→ **What to produce**
Switch "in this photo" to "in the image" throughout the lines below and leave everything else unchanged. Omit the pictures from your answer.

→ **Point labeling data based on photos**
++++++

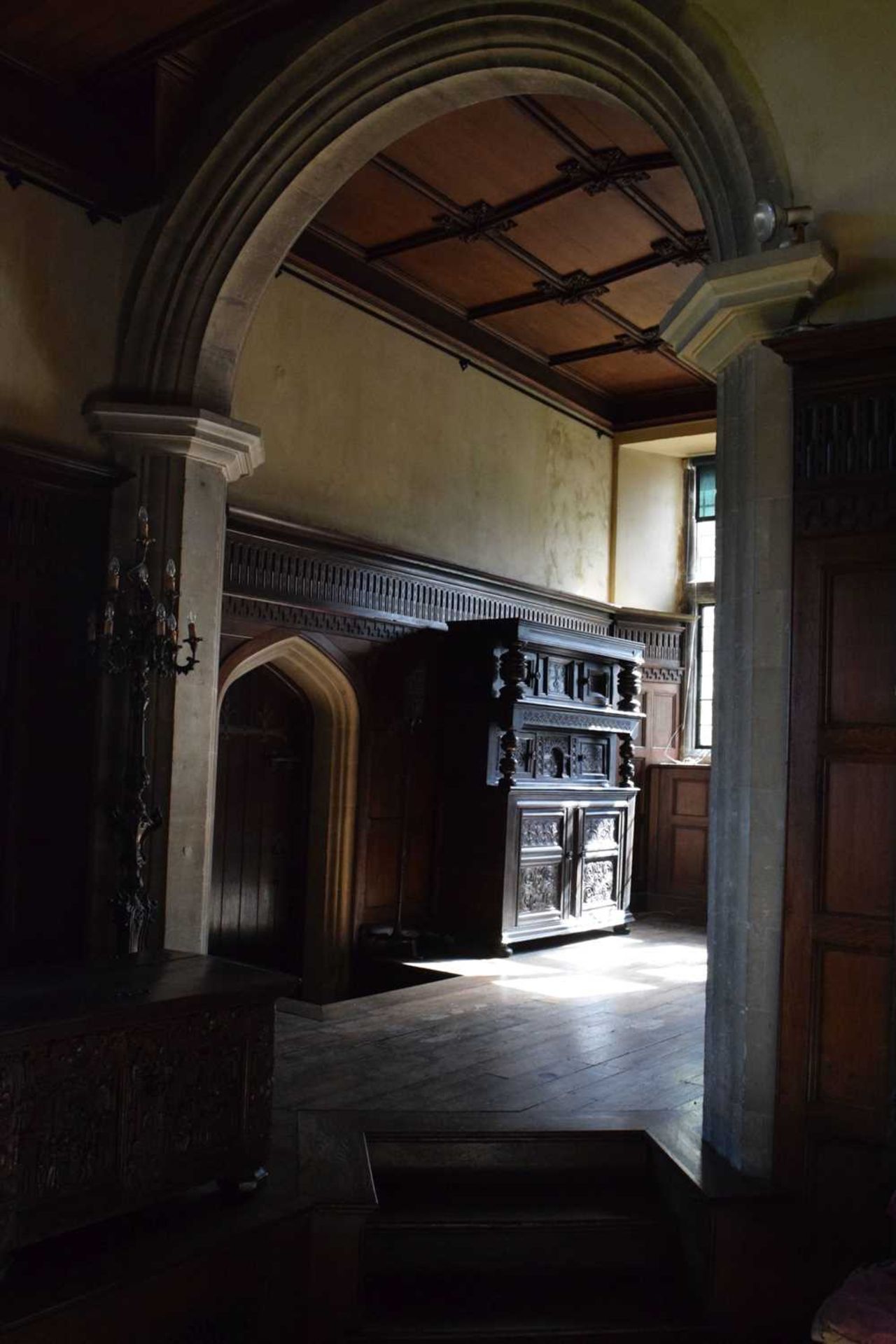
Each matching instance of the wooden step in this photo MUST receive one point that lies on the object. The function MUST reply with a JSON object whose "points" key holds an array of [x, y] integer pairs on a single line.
{"points": [[610, 1156], [516, 1234], [503, 1307]]}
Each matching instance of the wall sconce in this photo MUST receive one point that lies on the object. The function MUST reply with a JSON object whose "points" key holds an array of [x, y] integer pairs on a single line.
{"points": [[769, 220]]}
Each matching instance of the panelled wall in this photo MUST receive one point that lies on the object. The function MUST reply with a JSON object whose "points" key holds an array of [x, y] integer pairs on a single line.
{"points": [[54, 523], [837, 1040], [383, 613]]}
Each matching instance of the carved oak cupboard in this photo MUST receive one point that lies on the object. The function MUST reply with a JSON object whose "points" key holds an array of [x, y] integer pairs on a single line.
{"points": [[538, 802]]}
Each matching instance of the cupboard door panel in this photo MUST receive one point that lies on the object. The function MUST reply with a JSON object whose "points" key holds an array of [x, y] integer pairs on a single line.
{"points": [[542, 883]]}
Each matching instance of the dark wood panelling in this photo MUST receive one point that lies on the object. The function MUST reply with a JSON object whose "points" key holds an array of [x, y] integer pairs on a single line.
{"points": [[261, 823], [678, 839], [387, 615], [859, 876], [836, 1082], [54, 517], [862, 634]]}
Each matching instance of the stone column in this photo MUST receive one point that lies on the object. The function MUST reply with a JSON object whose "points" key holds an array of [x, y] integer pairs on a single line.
{"points": [[719, 326], [182, 460]]}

++++++

→ **Final result**
Each matching instance of the wooden step in the image MUST receive one point that lies on the object. The function MUST reply with a JSON object whose "points" key holds an array of [x, y] integer pairs on a single line.
{"points": [[610, 1156], [516, 1234], [503, 1307]]}
Each matching instance of the wall sconce in the image MUST receive one point that lies on the object. The function MUST reply with a JSON object whose "points" key holds an array of [x, y] integer pairs on a single line.
{"points": [[769, 220]]}
Each matching instance of the panelled wall in the image MUST receive one point that lies on the object. The function MUST reply with a JSON object whose "points" key holds an array of [x, y] integer pairs on a single line.
{"points": [[54, 523], [837, 1040], [383, 613]]}
Each matching instance of the carved oak cupboard in the image MUST receive one point that lies on the object. The function MUST reply with a JSON object whose "points" key holds an array of [x, y] integer pairs on a single line.
{"points": [[538, 802]]}
Each matching instance of the cupboard door panel in the image MUST receive one point that lies on the object. The function MUST reply with a JSON object whose "points" key holds an array of [x, y] integer pairs on a single line.
{"points": [[542, 883]]}
Each matching instance of the dark wood panelling in the image MUST receive one point that lies on the object. The function MUST reply with a JSON object whose "points" key holds an array of [x, y] integer pairs on a single line.
{"points": [[261, 823], [678, 839], [387, 615], [859, 876], [836, 1082], [54, 517], [862, 634]]}
Each matching instance of the stone column in the image MUST receive one point that lies on the object. The function MUST reply with a JSON object whose "points" key holds an array of [x, y] integer pairs on a single line.
{"points": [[719, 326], [182, 460]]}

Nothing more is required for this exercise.